■ What to work on
Format the listing from its start up to and including the line with "pixel 426 247" as a two-column CSV with the headers instruction and points. Use one row for each text-and-answer pair, with each value in a single quoted field and its line breaks converted to spaces.
───── Dataset records ─────
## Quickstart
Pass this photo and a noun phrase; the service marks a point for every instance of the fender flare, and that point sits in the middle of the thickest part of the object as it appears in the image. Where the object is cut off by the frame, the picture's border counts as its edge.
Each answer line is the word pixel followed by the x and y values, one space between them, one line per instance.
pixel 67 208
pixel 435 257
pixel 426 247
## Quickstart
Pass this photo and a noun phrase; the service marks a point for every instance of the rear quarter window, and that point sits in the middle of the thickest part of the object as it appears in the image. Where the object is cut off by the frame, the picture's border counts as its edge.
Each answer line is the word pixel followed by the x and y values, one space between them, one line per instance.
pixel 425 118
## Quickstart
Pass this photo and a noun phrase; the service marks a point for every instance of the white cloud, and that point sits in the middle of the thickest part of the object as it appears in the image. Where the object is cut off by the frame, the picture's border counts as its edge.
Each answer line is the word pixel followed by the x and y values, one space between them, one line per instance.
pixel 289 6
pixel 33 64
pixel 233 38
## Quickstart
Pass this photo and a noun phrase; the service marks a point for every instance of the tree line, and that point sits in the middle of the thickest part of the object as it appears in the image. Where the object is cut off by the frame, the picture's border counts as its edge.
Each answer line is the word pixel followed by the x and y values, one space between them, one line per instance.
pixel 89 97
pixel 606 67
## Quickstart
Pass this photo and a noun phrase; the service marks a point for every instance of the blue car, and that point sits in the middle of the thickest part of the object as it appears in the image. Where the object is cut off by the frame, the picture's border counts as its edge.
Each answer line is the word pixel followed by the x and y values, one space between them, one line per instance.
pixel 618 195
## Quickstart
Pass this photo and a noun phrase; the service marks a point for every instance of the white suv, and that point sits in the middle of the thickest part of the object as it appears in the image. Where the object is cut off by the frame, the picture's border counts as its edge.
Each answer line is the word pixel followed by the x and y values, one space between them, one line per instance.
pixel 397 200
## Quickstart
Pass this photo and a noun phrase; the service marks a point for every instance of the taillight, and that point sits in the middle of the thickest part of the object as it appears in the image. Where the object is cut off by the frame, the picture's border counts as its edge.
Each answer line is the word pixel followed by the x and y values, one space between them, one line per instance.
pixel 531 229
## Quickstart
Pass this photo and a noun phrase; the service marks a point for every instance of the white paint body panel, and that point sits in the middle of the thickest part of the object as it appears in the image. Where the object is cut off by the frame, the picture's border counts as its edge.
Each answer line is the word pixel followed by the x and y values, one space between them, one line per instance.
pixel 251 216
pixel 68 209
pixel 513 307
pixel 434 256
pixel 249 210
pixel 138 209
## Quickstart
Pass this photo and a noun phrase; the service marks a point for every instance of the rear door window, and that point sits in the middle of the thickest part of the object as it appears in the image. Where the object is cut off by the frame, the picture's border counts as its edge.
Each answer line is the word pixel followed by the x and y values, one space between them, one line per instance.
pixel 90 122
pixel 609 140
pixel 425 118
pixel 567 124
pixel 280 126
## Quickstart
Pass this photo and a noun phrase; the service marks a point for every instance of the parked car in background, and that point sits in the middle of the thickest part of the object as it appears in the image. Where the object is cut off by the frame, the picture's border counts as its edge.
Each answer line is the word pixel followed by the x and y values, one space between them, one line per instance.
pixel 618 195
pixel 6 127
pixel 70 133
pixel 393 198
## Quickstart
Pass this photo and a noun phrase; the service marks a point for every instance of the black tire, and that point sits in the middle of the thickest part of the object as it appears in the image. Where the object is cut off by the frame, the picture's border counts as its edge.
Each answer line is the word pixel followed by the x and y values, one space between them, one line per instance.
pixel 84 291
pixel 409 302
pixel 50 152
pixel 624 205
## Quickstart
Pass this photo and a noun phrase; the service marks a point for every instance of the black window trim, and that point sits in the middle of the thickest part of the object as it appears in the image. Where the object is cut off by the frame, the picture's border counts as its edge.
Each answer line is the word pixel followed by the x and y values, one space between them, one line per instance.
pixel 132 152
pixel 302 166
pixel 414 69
─────
■ Task result
instruction,points
"## Quickstart Pass this photo and a noun phrase; the service marks a point for every instance of the fender flare, and that point sits in the middle of the thickest part of the object as it appears in the image. Where the object is cut off by the frame, the picture's border counts as its edge. Each answer line is the word pixel followed by the x and y values, one space between them, one line per instance.","pixel 67 208 pixel 435 257 pixel 426 247"